[Instructions for the task] Select the lines below containing the word "region".

[Input records]
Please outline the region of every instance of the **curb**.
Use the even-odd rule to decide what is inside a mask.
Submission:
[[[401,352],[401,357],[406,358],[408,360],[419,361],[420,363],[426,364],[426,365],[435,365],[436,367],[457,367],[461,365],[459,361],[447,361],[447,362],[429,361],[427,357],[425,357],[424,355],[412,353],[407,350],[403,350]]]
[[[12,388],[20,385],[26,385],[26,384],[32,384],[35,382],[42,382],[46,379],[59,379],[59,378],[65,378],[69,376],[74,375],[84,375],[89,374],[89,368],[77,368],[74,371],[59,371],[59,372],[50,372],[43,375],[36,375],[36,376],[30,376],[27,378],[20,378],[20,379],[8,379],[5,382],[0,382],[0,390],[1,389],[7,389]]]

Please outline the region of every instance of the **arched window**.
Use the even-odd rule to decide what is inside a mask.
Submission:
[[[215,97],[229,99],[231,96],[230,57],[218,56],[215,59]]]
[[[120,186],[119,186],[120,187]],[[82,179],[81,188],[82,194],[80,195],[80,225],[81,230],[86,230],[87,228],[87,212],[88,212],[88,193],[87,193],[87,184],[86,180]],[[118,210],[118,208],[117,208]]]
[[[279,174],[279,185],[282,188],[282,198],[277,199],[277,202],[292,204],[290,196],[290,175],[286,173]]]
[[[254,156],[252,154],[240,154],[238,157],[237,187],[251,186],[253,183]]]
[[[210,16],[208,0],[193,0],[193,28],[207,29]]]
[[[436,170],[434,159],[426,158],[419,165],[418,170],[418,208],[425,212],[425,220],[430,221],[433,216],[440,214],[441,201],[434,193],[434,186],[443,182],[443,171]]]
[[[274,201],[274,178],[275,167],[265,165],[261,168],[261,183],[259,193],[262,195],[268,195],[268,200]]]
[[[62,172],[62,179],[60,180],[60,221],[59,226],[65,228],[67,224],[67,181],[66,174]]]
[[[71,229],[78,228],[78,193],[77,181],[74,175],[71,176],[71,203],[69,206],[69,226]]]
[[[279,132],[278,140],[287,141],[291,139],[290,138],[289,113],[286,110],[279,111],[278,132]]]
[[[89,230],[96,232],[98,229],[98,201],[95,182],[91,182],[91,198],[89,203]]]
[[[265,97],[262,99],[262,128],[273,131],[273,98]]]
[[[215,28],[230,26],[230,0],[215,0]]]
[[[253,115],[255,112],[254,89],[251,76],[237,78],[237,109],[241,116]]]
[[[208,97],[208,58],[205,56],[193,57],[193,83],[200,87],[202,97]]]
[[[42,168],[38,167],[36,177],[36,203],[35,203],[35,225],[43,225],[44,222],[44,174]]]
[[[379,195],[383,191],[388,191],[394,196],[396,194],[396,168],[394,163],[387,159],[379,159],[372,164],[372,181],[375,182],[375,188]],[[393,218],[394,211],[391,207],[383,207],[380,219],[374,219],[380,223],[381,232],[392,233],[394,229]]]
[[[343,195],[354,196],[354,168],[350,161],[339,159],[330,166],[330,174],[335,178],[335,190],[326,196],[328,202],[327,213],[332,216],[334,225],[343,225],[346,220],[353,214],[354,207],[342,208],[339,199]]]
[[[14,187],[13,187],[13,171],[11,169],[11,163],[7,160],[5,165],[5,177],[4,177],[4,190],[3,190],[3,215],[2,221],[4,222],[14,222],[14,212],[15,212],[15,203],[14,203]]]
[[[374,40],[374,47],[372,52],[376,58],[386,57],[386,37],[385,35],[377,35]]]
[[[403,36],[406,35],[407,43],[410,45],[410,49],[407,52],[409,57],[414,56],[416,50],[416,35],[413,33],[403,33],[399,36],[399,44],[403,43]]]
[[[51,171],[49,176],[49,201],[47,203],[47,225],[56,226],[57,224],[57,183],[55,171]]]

[Answer below]
Please outline the region of every instance of the **curb**.
Please outline the region of every instance of the **arched window**.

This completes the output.